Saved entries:
****************
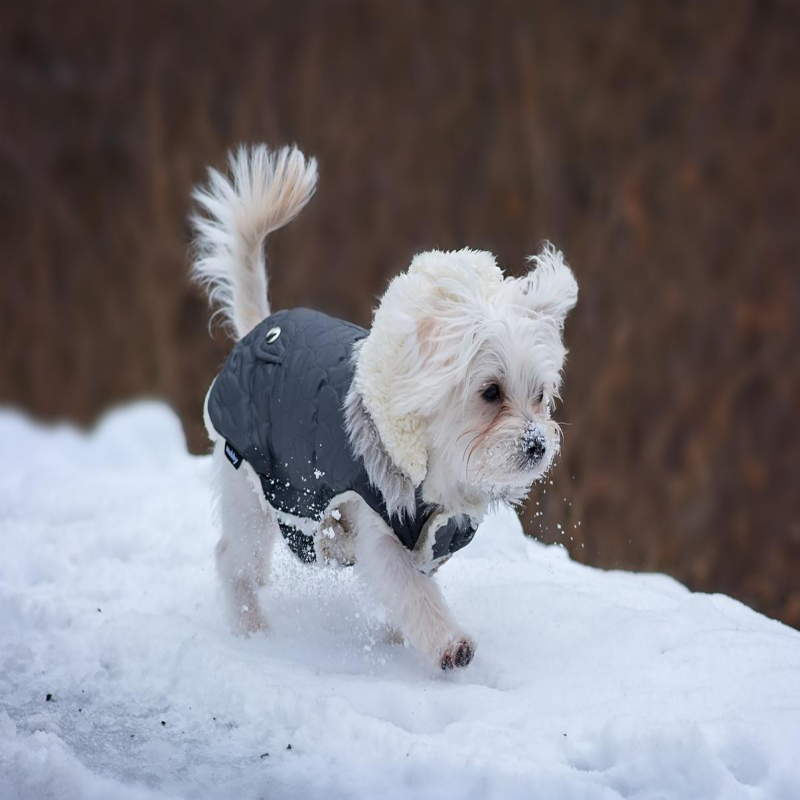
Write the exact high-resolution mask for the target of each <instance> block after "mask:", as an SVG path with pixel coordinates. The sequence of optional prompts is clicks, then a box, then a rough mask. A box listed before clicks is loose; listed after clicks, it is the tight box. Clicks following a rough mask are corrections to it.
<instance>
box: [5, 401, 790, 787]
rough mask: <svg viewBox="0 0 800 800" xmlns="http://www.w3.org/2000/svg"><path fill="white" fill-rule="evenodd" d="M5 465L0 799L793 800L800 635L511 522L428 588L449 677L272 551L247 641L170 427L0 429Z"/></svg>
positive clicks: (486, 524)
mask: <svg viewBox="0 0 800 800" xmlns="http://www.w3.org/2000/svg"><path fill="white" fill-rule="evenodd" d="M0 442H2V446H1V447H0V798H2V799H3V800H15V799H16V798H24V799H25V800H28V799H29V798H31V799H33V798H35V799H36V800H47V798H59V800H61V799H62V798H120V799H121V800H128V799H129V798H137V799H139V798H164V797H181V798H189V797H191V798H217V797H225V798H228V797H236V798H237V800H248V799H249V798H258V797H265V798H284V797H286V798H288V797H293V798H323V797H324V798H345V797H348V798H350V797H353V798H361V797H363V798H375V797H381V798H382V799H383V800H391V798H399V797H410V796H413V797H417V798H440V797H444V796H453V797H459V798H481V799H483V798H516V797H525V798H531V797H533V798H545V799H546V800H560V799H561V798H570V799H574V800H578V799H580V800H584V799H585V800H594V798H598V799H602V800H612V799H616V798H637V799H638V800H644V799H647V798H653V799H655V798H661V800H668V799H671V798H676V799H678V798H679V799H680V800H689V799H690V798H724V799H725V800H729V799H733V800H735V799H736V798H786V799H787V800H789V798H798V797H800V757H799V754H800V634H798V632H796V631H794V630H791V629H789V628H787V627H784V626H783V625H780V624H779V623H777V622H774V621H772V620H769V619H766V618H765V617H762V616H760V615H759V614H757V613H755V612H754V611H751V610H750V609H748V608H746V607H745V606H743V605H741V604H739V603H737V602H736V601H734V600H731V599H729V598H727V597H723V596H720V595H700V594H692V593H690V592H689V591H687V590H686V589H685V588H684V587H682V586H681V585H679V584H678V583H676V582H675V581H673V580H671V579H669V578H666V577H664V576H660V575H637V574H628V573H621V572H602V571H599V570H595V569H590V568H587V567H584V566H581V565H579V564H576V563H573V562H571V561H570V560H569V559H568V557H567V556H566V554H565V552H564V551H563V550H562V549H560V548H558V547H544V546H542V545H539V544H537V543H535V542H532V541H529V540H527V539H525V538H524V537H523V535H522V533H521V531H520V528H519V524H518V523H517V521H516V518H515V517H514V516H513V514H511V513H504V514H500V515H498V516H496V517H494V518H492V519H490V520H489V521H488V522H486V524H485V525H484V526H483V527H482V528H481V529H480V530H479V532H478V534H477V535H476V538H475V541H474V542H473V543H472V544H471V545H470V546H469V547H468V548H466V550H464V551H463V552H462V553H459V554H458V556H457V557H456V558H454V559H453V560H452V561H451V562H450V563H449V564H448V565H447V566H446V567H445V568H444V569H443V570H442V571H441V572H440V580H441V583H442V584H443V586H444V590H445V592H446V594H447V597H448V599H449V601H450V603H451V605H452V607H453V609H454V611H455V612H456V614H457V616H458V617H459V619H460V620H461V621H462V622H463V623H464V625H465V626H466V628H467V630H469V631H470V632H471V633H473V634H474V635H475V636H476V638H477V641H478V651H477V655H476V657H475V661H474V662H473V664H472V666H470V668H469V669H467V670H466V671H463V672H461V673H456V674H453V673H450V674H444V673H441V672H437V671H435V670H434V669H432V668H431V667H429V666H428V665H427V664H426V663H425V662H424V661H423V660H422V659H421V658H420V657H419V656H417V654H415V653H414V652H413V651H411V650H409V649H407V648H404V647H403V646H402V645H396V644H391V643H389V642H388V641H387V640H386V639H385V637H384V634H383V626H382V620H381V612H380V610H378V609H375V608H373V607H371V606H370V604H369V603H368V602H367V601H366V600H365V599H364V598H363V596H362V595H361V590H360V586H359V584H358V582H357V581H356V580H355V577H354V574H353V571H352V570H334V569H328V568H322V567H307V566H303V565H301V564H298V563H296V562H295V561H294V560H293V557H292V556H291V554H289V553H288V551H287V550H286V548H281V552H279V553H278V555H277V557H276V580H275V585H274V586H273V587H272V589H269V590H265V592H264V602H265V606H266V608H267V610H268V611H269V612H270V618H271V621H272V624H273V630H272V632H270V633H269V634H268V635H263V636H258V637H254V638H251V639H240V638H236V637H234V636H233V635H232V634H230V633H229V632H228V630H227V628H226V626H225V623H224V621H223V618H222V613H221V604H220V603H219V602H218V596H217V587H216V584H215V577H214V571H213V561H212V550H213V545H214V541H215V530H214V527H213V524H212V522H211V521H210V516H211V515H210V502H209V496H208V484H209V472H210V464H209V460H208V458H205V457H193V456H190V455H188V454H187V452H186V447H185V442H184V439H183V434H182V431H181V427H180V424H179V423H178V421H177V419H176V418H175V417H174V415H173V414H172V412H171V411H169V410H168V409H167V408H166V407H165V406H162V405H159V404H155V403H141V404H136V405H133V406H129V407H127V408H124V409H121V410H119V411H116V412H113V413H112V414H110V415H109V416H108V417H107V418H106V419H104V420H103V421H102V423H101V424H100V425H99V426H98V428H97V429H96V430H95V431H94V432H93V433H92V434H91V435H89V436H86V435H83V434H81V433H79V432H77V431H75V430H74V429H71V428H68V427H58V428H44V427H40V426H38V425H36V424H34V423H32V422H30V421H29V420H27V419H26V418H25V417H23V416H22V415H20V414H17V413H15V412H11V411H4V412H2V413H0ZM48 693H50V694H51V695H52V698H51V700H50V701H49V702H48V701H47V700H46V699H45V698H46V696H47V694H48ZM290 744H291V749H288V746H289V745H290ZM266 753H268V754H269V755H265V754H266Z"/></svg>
****************
EXERCISE AIM: Lines with the word "instance" in them should be copied from the preceding records.

RESULT:
Write the exact high-resolution mask for the target of each <instance> block after "mask:", as an SVG path with pixel coordinates. The sequence of optional prompts is clicks, then a box, then a rough mask. A box listed before clicks is loose; listed after clicks, it is the tight box. Clicks following a rough mask are corrections to it.
<instance>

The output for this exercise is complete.